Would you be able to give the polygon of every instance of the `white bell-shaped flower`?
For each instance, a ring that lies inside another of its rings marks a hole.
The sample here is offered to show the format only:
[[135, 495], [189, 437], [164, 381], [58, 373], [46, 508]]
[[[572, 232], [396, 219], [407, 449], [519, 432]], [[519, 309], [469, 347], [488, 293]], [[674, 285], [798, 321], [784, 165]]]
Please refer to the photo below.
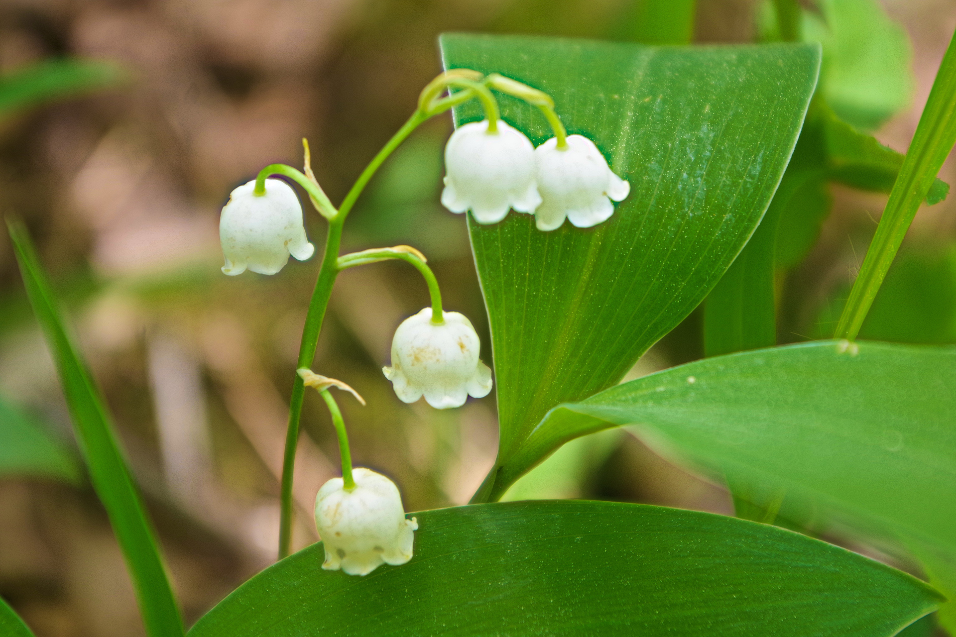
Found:
[[431, 308], [405, 319], [392, 339], [392, 367], [382, 368], [402, 402], [423, 395], [435, 409], [465, 404], [491, 391], [491, 370], [478, 359], [481, 341], [471, 321], [458, 312], [442, 312], [445, 323], [431, 322]]
[[479, 223], [496, 223], [509, 208], [533, 213], [541, 203], [534, 183], [534, 147], [525, 135], [499, 119], [465, 124], [445, 147], [442, 204], [462, 213], [470, 209]]
[[395, 482], [361, 467], [352, 478], [354, 489], [333, 478], [315, 496], [315, 525], [325, 548], [322, 568], [368, 575], [381, 563], [411, 560], [418, 520], [405, 520]]
[[302, 225], [302, 205], [292, 186], [282, 180], [266, 180], [266, 194], [252, 193], [255, 180], [229, 195], [219, 218], [219, 241], [226, 265], [223, 272], [242, 274], [246, 268], [275, 274], [292, 254], [299, 261], [313, 255]]
[[543, 200], [534, 211], [539, 230], [554, 230], [565, 218], [579, 228], [598, 225], [614, 214], [611, 200], [623, 201], [631, 192], [631, 184], [611, 172], [593, 141], [580, 135], [567, 139], [564, 148], [552, 138], [534, 149]]

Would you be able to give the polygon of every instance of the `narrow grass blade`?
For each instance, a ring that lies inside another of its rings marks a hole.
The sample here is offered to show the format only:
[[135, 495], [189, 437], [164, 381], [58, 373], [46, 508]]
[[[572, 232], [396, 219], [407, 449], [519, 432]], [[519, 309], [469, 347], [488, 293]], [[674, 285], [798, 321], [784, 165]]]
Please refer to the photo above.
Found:
[[20, 616], [7, 605], [0, 597], [0, 635], [3, 637], [33, 637], [33, 632], [27, 627]]
[[936, 180], [943, 162], [956, 142], [956, 38], [949, 43], [913, 141], [893, 185], [877, 234], [863, 260], [836, 326], [836, 338], [853, 339], [859, 332], [886, 271]]
[[93, 486], [126, 559], [146, 632], [150, 637], [181, 637], [183, 623], [155, 532], [117, 442], [99, 390], [67, 332], [26, 227], [16, 221], [8, 222], [8, 225], [27, 294], [59, 372]]

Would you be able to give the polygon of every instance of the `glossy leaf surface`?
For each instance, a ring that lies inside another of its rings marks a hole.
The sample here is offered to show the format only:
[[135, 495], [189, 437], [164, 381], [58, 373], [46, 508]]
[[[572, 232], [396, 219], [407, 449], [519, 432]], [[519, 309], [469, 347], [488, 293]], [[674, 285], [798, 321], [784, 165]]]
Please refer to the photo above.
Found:
[[179, 608], [156, 534], [120, 449], [103, 398], [67, 331], [26, 227], [19, 222], [10, 222], [9, 226], [27, 294], [59, 372], [76, 441], [122, 549], [146, 632], [150, 637], [181, 636]]
[[190, 637], [896, 634], [939, 596], [877, 562], [707, 513], [553, 500], [416, 514], [415, 557], [366, 577], [314, 544]]
[[[623, 376], [701, 302], [767, 209], [816, 80], [809, 45], [682, 49], [533, 37], [442, 37], [448, 68], [551, 94], [569, 133], [631, 182], [594, 228], [540, 232], [529, 215], [470, 223], [490, 318], [507, 462], [549, 409]], [[500, 99], [538, 144], [540, 113]], [[478, 105], [456, 113], [480, 118]], [[754, 126], [760, 120], [765, 125]], [[486, 482], [495, 499], [508, 483]]]
[[[662, 448], [956, 554], [956, 348], [823, 341], [682, 365], [563, 405], [567, 439], [637, 424]], [[530, 450], [534, 457], [540, 450]]]
[[66, 446], [40, 423], [0, 398], [0, 478], [29, 476], [78, 482]]

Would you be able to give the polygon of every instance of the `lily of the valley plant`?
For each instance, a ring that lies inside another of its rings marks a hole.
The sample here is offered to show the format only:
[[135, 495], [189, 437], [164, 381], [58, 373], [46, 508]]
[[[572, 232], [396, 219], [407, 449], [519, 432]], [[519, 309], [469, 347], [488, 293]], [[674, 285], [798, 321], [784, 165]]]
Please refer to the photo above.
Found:
[[[554, 137], [534, 148], [523, 133], [501, 119], [492, 89], [541, 109]], [[284, 164], [267, 166], [256, 180], [236, 188], [223, 208], [223, 272], [229, 275], [247, 268], [276, 274], [290, 254], [300, 261], [313, 254], [297, 197], [289, 184], [272, 176], [284, 176], [305, 188], [316, 211], [330, 223], [327, 252], [302, 336], [302, 369], [293, 395], [282, 490], [282, 557], [289, 551], [292, 472], [303, 384], [315, 387], [328, 404], [342, 457], [343, 477], [327, 482], [315, 499], [315, 522], [326, 556], [322, 567], [366, 575], [381, 563], [404, 563], [411, 559], [412, 533], [418, 528], [414, 519], [404, 519], [401, 497], [391, 480], [368, 469], [353, 472], [344, 422], [328, 392], [339, 381], [323, 385], [325, 381], [315, 378], [324, 377], [308, 370], [339, 270], [401, 259], [415, 266], [428, 286], [431, 307], [399, 326], [392, 341], [392, 365], [383, 370], [401, 400], [412, 403], [424, 396], [435, 409], [453, 409], [464, 405], [469, 395], [481, 398], [491, 391], [491, 370], [479, 358], [478, 335], [466, 316], [443, 310], [441, 291], [424, 255], [409, 246], [337, 254], [345, 218], [378, 166], [421, 122], [472, 98], [481, 101], [486, 118], [458, 128], [445, 151], [442, 203], [450, 211], [470, 211], [476, 222], [488, 224], [501, 222], [514, 210], [534, 215], [538, 229], [551, 231], [565, 219], [577, 227], [597, 225], [614, 214], [612, 201], [627, 197], [630, 185], [611, 171], [594, 142], [581, 135], [567, 135], [549, 96], [496, 74], [485, 77], [456, 69], [425, 87], [418, 111], [373, 159], [337, 210], [312, 172], [304, 141], [304, 173]]]

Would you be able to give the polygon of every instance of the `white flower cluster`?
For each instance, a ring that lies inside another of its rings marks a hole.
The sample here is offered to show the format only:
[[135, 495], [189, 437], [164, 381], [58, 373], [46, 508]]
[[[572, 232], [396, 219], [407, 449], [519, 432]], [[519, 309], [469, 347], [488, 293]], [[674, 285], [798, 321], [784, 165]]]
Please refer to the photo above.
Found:
[[533, 214], [539, 230], [554, 230], [564, 220], [579, 228], [607, 221], [615, 202], [631, 184], [615, 175], [595, 143], [568, 136], [559, 147], [552, 138], [537, 148], [504, 121], [489, 132], [488, 120], [465, 124], [445, 148], [445, 191], [448, 210], [471, 210], [479, 223], [496, 223], [513, 208]]

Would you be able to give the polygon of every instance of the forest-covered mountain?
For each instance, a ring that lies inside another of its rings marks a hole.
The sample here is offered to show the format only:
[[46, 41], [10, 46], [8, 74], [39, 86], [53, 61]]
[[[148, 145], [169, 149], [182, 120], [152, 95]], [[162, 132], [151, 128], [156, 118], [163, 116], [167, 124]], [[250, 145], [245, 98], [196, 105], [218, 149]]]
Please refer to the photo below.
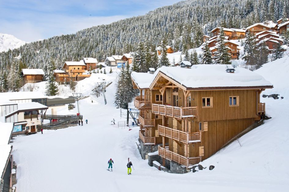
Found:
[[[140, 41], [152, 46], [165, 39], [175, 51], [198, 47], [201, 37], [217, 26], [246, 27], [289, 13], [289, 0], [189, 0], [120, 20], [27, 43], [0, 53], [0, 73], [11, 64], [44, 68], [53, 60], [60, 68], [65, 61], [85, 57], [103, 61], [108, 55], [133, 51]], [[155, 45], [154, 45], [155, 46]], [[16, 59], [15, 58], [17, 58]], [[19, 64], [20, 63], [20, 64]]]

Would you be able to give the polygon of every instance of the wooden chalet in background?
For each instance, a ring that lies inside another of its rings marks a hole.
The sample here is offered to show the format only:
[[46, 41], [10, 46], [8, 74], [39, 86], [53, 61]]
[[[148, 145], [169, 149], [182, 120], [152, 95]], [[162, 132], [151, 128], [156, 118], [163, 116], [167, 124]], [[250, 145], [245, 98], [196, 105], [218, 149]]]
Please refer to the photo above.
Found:
[[[174, 49], [172, 48], [169, 45], [167, 45], [165, 46], [166, 48], [166, 51], [167, 52], [167, 53], [169, 54], [170, 53], [173, 53], [174, 52]], [[158, 47], [157, 48], [157, 55], [161, 55], [161, 50], [162, 49], [161, 48], [161, 47]]]
[[140, 111], [140, 140], [158, 145], [164, 166], [166, 159], [189, 168], [219, 150], [261, 119], [265, 109], [260, 94], [273, 87], [243, 68], [232, 73], [224, 65], [192, 68], [132, 74], [141, 93], [134, 101]]
[[41, 69], [24, 69], [21, 73], [24, 84], [43, 81], [44, 72]]

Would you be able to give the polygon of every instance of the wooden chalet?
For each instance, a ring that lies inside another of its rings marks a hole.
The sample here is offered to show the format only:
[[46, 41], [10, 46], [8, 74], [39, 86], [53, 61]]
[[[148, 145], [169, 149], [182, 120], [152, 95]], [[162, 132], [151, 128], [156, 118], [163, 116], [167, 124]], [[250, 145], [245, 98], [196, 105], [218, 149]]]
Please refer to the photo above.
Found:
[[208, 41], [209, 40], [209, 39], [210, 38], [211, 38], [211, 37], [210, 37], [209, 36], [208, 36], [208, 35], [203, 35], [203, 37], [202, 37], [203, 42], [204, 43], [205, 42], [206, 42], [206, 41]]
[[97, 59], [91, 57], [85, 57], [83, 58], [83, 61], [86, 65], [87, 70], [89, 71], [95, 69], [98, 63]]
[[[281, 18], [280, 19], [277, 21], [277, 24], [278, 24], [278, 25], [280, 25], [280, 24], [282, 24], [283, 22], [283, 21], [282, 20], [283, 20], [283, 19], [282, 18]], [[286, 20], [285, 22], [289, 21], [289, 19], [288, 19], [288, 18], [286, 18], [285, 20]]]
[[279, 33], [282, 34], [287, 31], [289, 31], [289, 21], [279, 25], [278, 27]]
[[41, 69], [24, 69], [21, 73], [24, 84], [29, 83], [38, 83], [43, 81], [44, 72]]
[[262, 23], [255, 23], [246, 28], [246, 33], [250, 31], [250, 33], [255, 35], [256, 33], [264, 31], [271, 30], [271, 27]]
[[121, 60], [124, 61], [124, 62], [128, 63], [130, 64], [132, 62], [133, 57], [131, 53], [125, 53], [122, 55]]
[[[166, 51], [167, 52], [167, 53], [170, 54], [170, 53], [173, 53], [174, 52], [174, 51], [173, 49], [169, 45], [167, 45], [165, 46], [165, 47], [166, 48]], [[157, 49], [157, 51], [158, 55], [161, 55], [161, 50], [162, 49], [162, 48], [161, 48], [161, 47], [158, 47]]]
[[165, 166], [166, 160], [171, 167], [189, 169], [220, 150], [261, 119], [265, 105], [260, 94], [273, 87], [243, 68], [232, 73], [224, 65], [192, 67], [163, 66], [151, 76], [132, 74], [133, 87], [141, 91], [135, 100], [141, 116], [140, 138], [158, 145]]

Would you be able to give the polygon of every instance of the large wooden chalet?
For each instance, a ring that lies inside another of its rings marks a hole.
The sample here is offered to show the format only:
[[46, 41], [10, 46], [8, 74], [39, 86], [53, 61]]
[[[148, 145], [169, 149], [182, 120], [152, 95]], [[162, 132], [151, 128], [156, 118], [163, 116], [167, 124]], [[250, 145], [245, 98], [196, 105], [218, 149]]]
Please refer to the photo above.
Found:
[[23, 84], [39, 83], [43, 81], [44, 72], [41, 69], [24, 69], [21, 73]]
[[140, 91], [134, 104], [140, 110], [141, 142], [158, 145], [163, 165], [169, 160], [191, 168], [265, 114], [260, 95], [272, 84], [248, 69], [229, 73], [224, 66], [162, 67], [153, 75], [132, 73], [133, 87]]

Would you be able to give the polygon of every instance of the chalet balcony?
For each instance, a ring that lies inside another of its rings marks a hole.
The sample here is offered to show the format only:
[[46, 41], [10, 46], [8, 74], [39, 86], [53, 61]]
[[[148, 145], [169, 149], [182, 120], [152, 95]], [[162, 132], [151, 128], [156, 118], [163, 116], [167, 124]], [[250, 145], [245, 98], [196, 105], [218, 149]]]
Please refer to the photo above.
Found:
[[260, 103], [258, 104], [258, 114], [259, 115], [265, 114], [265, 103]]
[[186, 144], [201, 142], [201, 132], [188, 133], [158, 125], [158, 134]]
[[139, 117], [139, 123], [144, 127], [154, 127], [155, 126], [156, 120], [153, 119], [145, 119], [142, 117]]
[[158, 146], [158, 155], [170, 161], [173, 161], [187, 168], [190, 168], [202, 161], [201, 157], [186, 157], [160, 146]]
[[136, 99], [134, 103], [135, 107], [139, 109], [151, 108], [151, 101], [139, 101]]
[[195, 117], [197, 116], [197, 107], [179, 107], [158, 104], [153, 104], [153, 112], [178, 119]]
[[139, 136], [140, 140], [145, 145], [156, 144], [156, 137], [146, 137], [143, 134], [141, 130], [140, 130], [139, 133]]

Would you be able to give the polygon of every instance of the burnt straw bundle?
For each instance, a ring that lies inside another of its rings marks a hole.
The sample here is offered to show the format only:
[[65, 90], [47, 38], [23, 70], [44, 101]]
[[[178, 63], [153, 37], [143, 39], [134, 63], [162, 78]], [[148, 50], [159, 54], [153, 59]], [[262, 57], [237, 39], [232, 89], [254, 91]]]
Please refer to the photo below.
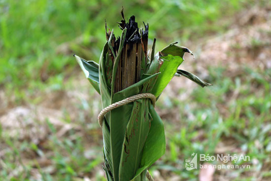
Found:
[[121, 12], [122, 30], [116, 37], [107, 31], [99, 64], [74, 55], [94, 88], [101, 95], [104, 165], [108, 181], [152, 180], [147, 169], [163, 155], [166, 141], [155, 101], [173, 76], [183, 75], [203, 87], [211, 84], [191, 73], [177, 70], [188, 48], [169, 44], [155, 55], [156, 39], [148, 50], [148, 25], [138, 28]]

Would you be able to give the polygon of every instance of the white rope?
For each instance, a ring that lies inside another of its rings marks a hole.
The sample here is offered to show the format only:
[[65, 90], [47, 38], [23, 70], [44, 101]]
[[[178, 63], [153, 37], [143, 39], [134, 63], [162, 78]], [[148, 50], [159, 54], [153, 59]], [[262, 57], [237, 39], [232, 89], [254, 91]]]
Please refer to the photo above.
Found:
[[142, 93], [130, 97], [120, 101], [113, 103], [102, 109], [102, 110], [101, 111], [99, 115], [98, 115], [98, 121], [99, 122], [100, 126], [102, 128], [102, 120], [103, 119], [103, 117], [104, 117], [104, 115], [105, 115], [106, 113], [120, 106], [125, 105], [128, 103], [132, 103], [132, 102], [134, 102], [139, 99], [143, 98], [150, 99], [152, 104], [153, 105], [153, 106], [155, 106], [156, 98], [155, 97], [155, 96], [152, 94]]
[[[132, 103], [133, 102], [136, 101], [139, 99], [144, 99], [144, 98], [149, 98], [151, 100], [153, 106], [155, 106], [155, 102], [156, 101], [156, 97], [155, 95], [151, 93], [142, 93], [137, 94], [135, 96], [129, 97], [128, 98], [121, 100], [120, 101], [117, 102], [116, 103], [113, 103], [111, 105], [107, 106], [106, 108], [102, 109], [98, 115], [98, 121], [99, 123], [100, 126], [101, 128], [102, 128], [102, 120], [103, 120], [103, 117], [104, 115], [110, 110], [114, 109], [117, 108], [118, 108], [120, 106], [125, 105], [128, 103]], [[154, 180], [151, 177], [150, 173], [148, 170], [147, 170], [147, 173], [146, 173], [146, 177], [150, 181], [154, 181]]]

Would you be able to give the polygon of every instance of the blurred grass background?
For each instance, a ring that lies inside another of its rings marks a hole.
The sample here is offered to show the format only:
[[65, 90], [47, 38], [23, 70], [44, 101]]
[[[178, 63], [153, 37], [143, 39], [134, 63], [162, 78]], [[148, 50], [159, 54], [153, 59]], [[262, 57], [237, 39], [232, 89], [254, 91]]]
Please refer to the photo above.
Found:
[[[215, 180], [271, 179], [268, 0], [2, 0], [0, 180], [105, 180], [99, 96], [72, 55], [98, 61], [104, 20], [119, 35], [122, 6], [149, 23], [149, 47], [156, 37], [156, 51], [173, 41], [194, 50], [197, 62], [187, 57], [184, 69], [214, 84], [174, 78], [161, 96], [167, 150], [150, 169], [156, 179], [198, 180], [199, 170], [184, 167], [193, 152], [252, 158], [250, 169], [216, 170]], [[230, 48], [215, 49], [222, 45]]]

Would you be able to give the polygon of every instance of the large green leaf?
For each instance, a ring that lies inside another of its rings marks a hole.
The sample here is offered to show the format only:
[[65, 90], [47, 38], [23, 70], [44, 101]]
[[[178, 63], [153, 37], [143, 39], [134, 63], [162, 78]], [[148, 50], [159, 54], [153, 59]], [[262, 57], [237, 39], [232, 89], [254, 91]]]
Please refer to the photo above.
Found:
[[120, 163], [120, 180], [130, 181], [139, 168], [144, 143], [149, 134], [148, 99], [134, 103], [134, 107], [125, 134]]
[[[157, 53], [154, 60], [154, 65], [161, 65], [159, 72], [161, 74], [158, 76], [152, 93], [158, 97], [169, 82], [177, 72], [178, 67], [183, 61], [183, 57], [185, 52], [193, 53], [188, 48], [177, 46], [175, 43], [170, 44]], [[152, 68], [151, 65], [150, 69]], [[149, 70], [150, 71], [150, 70]], [[151, 70], [153, 71], [153, 70]]]
[[[146, 78], [139, 81], [139, 82], [127, 87], [127, 88], [118, 92], [114, 94], [113, 102], [115, 103], [122, 100], [128, 97], [134, 96], [141, 93], [141, 90], [143, 85], [151, 79], [155, 78], [159, 75], [159, 73], [154, 74], [151, 76], [147, 76]], [[140, 101], [138, 101], [140, 102]], [[148, 101], [150, 101], [148, 100]], [[124, 106], [121, 106], [116, 108], [110, 111], [110, 138], [111, 144], [111, 154], [112, 158], [112, 162], [113, 166], [114, 178], [115, 181], [119, 181], [119, 173], [121, 172], [119, 171], [120, 163], [121, 158], [125, 141], [126, 129], [127, 125], [130, 120], [131, 114], [133, 113], [132, 111], [134, 106], [134, 103], [131, 103]], [[141, 106], [138, 105], [141, 107]], [[140, 108], [141, 109], [141, 108]], [[139, 131], [136, 132], [136, 134], [139, 134]], [[144, 143], [141, 143], [144, 145]], [[135, 149], [136, 148], [135, 147]], [[131, 148], [132, 149], [132, 148]], [[134, 149], [134, 148], [133, 148]], [[131, 155], [133, 157], [134, 155]], [[131, 164], [134, 164], [131, 162]], [[133, 166], [131, 166], [132, 167]], [[123, 168], [124, 171], [125, 169], [130, 169], [130, 168]]]
[[194, 75], [192, 73], [190, 73], [189, 72], [185, 71], [182, 70], [178, 70], [177, 71], [177, 72], [176, 73], [176, 74], [177, 76], [178, 75], [184, 76], [185, 77], [190, 79], [193, 82], [197, 83], [198, 84], [200, 85], [203, 87], [204, 87], [205, 86], [209, 86], [210, 85], [213, 85], [212, 84], [207, 83], [206, 82], [204, 82], [203, 80], [202, 80], [197, 76]]
[[99, 88], [99, 64], [94, 61], [87, 61], [74, 55], [76, 61], [84, 72], [86, 77], [95, 90], [100, 94]]

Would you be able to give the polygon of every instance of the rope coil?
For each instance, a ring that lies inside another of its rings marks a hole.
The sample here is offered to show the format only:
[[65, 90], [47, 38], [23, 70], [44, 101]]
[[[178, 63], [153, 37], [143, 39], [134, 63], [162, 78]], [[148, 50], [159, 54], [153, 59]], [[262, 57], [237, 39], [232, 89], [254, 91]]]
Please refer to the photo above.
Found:
[[[151, 93], [142, 93], [136, 95], [131, 97], [129, 97], [125, 99], [120, 101], [116, 103], [113, 103], [111, 105], [109, 105], [103, 109], [98, 115], [98, 121], [100, 125], [100, 126], [101, 128], [102, 128], [102, 120], [103, 120], [103, 117], [105, 114], [110, 110], [112, 110], [117, 108], [121, 107], [122, 106], [124, 106], [128, 103], [130, 103], [136, 101], [137, 101], [139, 99], [144, 99], [144, 98], [149, 98], [151, 100], [152, 103], [154, 107], [155, 106], [155, 102], [156, 101], [156, 97], [155, 95]], [[146, 173], [146, 177], [150, 181], [154, 181], [153, 178], [151, 177], [150, 173], [148, 170], [147, 170], [147, 173]]]

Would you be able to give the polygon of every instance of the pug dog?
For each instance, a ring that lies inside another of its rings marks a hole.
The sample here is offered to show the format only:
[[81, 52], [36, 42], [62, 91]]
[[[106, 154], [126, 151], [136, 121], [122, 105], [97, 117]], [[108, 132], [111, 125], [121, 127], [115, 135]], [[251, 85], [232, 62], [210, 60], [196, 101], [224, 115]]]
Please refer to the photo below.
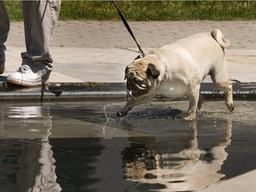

[Task requirements] Format the data from its first line through the line containing "520], [405, 520]]", inclusive, as a numbered list with blank lines and pictures omitted.

[Output]
1. Would you be able to give the polygon of every instance of the `white bell-shaped flower`?
2. For each instance, a ring that lies inside another of its rings marks a hole.
3. The sample here is offered to show the format only:
4. [[135, 495], [189, 437], [164, 381], [58, 373], [46, 508]]
5. [[[572, 232], [396, 219], [407, 449], [519, 432]], [[519, 309], [469, 347], [488, 293]], [[674, 285], [798, 321], [784, 165]]]
6. Please refer to the photo below.
7. Found:
8. [[431, 308], [405, 319], [392, 339], [392, 367], [382, 368], [402, 402], [423, 395], [435, 409], [465, 404], [491, 391], [491, 370], [478, 359], [481, 341], [471, 321], [458, 312], [442, 312], [445, 323], [431, 322]]
9. [[479, 223], [496, 223], [509, 208], [533, 213], [541, 203], [534, 183], [534, 147], [525, 135], [499, 119], [465, 124], [445, 147], [442, 204], [462, 213], [470, 209]]
10. [[395, 482], [361, 467], [352, 478], [354, 489], [333, 478], [315, 496], [315, 525], [325, 548], [322, 568], [368, 575], [381, 563], [411, 560], [418, 520], [405, 520]]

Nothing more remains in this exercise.